▶ _Excerpt provided_
━━━━━━━━━━━━━━━━━━━━━━━━━━━━━━

Murders A-Z is a collection of true crime stories that take an in-depth look at both little-known and famous murders throughout history.
Like many immigrants who come to the United States, Rita Gluzman wanted her piece of “The American Dream.” She wanted the opportunity to make something of herself and rise above the rough circumstances she was born into, under the oppressive yoke of communism.
She was willing to work hard and wanted to be rewarded with the finest goods and luxury items she could afford. She fought to achieve the life she dreamed of as a poor Jewish girl in Soviet Ukraine. And when that life seemed threatened, she would do anything to keep it, even if it meant killing her husband with an axe and chopping him to bits.
Born Rita Shapiro in 1948, she saw a good education as the only way out of her impoverished surroundings. She studied hard at school, eventually becoming a chemical engineer, and fell in love with a brilliant young scientist she met there named Yakov Gluzman. After getting married, Rita became pregnant in 1970, and the couple sought to emigrate to Israel. When their request was denied, they — along with other young Soviet Jews whose emigration requests were refused — spoke out against the government, becoming known as “Refuseniks.”

━━━━━━━━━━━━━━━━━━━━━━━━━━━━━━

(Text-to-region grounding data)
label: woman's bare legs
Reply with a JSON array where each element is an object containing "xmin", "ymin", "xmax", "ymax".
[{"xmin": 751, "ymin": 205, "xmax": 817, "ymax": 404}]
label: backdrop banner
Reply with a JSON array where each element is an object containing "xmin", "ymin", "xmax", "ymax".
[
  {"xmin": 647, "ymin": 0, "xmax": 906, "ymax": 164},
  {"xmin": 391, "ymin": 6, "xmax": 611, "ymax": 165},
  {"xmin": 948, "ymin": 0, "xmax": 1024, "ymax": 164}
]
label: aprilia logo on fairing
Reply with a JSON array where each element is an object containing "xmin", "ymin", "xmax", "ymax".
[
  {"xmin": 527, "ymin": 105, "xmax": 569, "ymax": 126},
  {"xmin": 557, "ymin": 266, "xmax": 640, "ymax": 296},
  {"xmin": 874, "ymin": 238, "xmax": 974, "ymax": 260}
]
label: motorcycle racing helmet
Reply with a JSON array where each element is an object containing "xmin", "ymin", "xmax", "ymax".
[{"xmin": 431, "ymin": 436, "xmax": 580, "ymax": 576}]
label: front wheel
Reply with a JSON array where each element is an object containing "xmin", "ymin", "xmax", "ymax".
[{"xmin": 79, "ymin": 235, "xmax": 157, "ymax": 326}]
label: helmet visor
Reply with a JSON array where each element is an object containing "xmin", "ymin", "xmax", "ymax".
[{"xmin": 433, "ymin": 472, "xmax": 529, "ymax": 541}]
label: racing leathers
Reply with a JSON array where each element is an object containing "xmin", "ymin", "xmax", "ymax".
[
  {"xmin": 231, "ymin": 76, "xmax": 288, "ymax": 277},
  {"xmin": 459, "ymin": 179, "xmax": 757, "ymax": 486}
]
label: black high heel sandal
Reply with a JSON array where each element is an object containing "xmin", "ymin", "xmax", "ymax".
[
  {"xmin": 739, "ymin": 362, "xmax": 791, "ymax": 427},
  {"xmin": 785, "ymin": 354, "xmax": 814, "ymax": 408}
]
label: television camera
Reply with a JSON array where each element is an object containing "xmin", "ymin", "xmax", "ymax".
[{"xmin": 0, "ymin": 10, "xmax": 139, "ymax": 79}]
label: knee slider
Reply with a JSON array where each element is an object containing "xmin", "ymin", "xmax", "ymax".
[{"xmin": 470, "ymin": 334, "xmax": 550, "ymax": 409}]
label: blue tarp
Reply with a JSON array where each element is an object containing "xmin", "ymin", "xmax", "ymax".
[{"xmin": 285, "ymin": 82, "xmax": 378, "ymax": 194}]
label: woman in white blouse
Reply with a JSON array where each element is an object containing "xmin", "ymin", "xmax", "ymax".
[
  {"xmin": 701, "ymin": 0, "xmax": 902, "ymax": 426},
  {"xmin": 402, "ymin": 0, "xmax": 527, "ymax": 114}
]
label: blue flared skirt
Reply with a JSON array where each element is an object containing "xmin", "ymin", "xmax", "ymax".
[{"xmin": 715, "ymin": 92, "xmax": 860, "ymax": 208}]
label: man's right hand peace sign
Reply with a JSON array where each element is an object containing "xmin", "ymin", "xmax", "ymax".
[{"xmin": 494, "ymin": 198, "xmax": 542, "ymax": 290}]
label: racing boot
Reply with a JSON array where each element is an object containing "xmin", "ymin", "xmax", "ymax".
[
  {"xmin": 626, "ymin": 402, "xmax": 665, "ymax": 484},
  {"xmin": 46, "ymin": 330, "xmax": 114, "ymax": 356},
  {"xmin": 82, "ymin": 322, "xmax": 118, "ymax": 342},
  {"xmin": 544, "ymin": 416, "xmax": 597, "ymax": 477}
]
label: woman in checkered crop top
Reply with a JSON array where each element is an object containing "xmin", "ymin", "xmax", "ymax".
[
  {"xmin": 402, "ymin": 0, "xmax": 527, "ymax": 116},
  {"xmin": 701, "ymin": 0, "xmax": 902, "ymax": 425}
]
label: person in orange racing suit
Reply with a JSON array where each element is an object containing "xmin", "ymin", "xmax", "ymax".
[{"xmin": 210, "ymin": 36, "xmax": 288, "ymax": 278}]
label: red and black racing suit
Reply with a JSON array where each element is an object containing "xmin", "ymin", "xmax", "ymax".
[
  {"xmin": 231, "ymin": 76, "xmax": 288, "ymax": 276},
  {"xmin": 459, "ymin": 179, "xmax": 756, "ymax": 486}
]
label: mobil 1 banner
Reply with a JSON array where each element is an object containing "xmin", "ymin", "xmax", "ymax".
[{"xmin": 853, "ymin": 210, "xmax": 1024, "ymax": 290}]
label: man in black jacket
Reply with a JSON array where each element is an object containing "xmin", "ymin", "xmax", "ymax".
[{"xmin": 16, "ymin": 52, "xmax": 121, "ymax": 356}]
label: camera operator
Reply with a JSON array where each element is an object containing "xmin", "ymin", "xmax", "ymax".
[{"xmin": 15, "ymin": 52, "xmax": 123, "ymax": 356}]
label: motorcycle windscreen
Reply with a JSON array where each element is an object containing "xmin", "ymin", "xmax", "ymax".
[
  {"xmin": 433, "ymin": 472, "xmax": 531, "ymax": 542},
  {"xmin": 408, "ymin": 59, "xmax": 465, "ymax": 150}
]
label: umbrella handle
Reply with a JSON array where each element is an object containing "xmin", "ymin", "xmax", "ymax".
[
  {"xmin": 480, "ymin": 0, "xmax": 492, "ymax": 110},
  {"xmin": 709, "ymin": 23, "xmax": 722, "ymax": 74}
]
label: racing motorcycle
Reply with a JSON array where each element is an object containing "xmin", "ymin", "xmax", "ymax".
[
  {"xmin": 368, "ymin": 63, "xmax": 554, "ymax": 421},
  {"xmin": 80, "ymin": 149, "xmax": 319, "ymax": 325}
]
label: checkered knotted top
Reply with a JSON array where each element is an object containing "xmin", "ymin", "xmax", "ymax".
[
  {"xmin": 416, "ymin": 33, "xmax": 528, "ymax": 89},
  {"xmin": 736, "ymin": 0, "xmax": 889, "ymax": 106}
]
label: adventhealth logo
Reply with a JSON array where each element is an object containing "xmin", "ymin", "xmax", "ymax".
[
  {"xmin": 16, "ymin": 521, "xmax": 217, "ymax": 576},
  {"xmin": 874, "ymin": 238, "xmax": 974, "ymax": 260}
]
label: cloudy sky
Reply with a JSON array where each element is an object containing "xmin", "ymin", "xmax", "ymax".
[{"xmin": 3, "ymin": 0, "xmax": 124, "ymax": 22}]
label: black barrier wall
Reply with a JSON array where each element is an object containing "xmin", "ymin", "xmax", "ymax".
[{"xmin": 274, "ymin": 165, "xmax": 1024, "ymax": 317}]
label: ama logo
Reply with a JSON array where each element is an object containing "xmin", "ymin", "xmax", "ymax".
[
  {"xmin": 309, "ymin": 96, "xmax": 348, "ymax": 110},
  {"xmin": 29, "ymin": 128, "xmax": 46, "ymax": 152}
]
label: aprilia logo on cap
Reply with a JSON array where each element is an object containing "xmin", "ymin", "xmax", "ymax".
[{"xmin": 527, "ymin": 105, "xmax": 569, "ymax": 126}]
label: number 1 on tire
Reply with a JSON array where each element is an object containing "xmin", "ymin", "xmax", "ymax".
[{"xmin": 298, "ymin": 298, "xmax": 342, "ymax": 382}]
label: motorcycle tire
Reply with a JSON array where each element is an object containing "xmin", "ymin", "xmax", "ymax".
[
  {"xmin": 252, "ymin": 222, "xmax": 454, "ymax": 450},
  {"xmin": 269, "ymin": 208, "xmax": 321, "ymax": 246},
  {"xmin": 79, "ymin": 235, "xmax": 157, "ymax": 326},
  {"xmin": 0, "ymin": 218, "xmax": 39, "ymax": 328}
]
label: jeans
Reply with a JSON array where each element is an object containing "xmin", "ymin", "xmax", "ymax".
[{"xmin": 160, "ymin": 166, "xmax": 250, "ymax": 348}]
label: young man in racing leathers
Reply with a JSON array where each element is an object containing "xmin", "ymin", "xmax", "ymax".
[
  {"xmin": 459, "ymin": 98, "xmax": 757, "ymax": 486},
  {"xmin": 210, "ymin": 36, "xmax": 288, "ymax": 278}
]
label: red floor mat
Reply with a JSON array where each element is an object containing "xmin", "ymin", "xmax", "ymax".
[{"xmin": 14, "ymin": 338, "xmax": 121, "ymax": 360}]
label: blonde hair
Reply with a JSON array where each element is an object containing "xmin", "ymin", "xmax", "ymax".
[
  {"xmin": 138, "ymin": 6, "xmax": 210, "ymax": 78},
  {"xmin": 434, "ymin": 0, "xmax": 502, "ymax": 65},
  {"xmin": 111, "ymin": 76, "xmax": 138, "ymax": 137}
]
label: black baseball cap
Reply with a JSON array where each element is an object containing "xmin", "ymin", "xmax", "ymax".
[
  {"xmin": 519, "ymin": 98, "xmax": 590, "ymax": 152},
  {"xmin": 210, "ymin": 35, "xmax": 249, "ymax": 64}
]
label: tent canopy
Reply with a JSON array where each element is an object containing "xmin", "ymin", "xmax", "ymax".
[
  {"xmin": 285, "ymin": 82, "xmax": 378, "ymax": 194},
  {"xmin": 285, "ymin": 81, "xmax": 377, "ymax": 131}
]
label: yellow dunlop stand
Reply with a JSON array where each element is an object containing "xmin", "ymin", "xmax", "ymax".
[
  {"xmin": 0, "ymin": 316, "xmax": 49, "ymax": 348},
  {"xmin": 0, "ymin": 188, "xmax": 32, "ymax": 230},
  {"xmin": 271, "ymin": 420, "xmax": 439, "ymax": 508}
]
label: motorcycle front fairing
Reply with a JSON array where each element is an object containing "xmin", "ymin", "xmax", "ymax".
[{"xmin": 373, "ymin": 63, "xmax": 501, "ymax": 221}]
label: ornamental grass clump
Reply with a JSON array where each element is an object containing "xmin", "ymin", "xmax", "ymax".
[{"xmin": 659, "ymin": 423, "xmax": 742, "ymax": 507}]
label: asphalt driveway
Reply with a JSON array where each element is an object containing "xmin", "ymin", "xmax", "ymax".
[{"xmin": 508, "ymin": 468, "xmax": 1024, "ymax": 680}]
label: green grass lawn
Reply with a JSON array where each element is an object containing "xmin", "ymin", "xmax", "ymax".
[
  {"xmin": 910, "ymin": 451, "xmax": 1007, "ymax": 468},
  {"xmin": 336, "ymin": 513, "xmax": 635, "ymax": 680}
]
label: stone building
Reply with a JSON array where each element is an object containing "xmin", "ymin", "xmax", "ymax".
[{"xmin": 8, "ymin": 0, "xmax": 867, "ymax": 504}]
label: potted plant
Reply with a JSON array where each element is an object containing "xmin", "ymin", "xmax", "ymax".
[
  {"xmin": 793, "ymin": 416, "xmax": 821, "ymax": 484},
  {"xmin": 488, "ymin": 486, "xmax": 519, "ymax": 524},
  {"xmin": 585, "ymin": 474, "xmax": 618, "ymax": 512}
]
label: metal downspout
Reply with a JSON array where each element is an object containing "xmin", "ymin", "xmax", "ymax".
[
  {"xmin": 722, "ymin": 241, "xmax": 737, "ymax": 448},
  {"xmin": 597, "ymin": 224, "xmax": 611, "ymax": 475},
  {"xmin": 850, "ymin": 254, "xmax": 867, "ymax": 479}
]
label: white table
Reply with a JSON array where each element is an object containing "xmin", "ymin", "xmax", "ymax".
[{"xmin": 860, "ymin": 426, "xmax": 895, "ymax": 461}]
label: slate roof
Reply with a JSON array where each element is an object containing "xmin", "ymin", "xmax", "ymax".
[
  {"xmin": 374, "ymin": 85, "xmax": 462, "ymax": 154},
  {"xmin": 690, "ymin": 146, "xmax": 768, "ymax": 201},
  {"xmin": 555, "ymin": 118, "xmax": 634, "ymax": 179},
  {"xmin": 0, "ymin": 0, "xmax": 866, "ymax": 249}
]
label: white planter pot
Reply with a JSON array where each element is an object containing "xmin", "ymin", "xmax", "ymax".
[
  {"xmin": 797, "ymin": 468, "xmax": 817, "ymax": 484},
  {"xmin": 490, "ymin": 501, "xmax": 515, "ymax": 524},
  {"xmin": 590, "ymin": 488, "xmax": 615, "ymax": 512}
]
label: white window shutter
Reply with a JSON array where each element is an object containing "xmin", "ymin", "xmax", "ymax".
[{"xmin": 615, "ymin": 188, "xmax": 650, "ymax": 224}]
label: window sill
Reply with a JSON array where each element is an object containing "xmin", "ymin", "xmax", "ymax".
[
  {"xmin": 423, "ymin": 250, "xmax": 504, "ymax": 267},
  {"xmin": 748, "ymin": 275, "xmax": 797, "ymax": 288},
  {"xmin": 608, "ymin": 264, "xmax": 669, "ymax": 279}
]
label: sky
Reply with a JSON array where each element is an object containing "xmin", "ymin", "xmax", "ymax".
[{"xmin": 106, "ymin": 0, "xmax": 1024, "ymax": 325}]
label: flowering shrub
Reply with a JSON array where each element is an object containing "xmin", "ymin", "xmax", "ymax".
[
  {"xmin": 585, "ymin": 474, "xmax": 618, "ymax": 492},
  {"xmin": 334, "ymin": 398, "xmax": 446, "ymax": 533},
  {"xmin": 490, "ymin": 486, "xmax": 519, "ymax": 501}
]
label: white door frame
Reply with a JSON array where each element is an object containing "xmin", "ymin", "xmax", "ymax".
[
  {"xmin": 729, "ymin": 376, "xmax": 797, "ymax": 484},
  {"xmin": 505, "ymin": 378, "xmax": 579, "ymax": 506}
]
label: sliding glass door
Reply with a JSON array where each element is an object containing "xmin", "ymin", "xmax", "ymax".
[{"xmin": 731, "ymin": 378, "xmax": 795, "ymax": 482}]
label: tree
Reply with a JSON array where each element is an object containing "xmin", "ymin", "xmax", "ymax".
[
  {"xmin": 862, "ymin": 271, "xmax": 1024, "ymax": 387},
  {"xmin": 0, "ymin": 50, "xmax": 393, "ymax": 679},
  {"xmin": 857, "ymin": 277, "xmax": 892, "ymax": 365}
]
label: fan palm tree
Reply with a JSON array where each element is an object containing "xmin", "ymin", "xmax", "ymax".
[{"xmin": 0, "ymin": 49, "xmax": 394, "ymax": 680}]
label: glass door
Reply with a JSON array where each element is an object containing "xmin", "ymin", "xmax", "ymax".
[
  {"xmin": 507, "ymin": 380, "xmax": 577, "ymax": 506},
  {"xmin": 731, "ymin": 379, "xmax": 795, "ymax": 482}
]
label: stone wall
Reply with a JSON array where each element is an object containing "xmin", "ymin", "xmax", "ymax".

━━━━━━━━━━━━━━━━━━━━━━━━━━━━━━

▶ _Problems to work on_
A. Reproduce the part of the Rita Gluzman excerpt between "Murders A-Z is" and "yoke of communism.", inclusive.
B. In the Rita Gluzman excerpt, what name did the young Soviet Jews whose emigration requests were refused come to be known by?
C. Continue the Rita Gluzman story from its final sentence.

▶ _Outputs in order_
A.
Murders A-Z is a collection of true crime stories that take an in-depth look at both little-known and famous murders throughout history.
Like many immigrants who come to the United States, Rita Gluzman wanted her piece of “The American Dream.” She wanted the opportunity to make something of herself and rise above the rough circumstances she was born into, under the oppressive yoke of communism.

B. Refuseniks.

C.
In 1971, after the birth to their son Ilan, Rita Gluzman was allowed to leave the Soviet Union. However, believing Yakov had a promising career ahead of him, the government would not allow him to accompany her. Rita then launched a one-woman crusade, meeting with Jewish advocacy groups and politicians, including future US president George Bush Senior.
Irving Silverman, co-founder of the Long Island Committee for Soviet Jewry, told The Jewish News of Northern California Rita was "a very, very assured person who knew her way around. She was a very determined person. What she wanted, she got."
Rita then announced a hunger strike in front of the United Nations, which lasted 18 days. Bowing to bad publicity and mounting political pressure, the Soviets finally granted Yakov Gluzman a visa. The couple settled in Israel and in 1977 moved to the United States, where Yakov quickly got a job as a cancer researcher at the prestigious Cold Spring Harbor Laboratory on Long Island, New York.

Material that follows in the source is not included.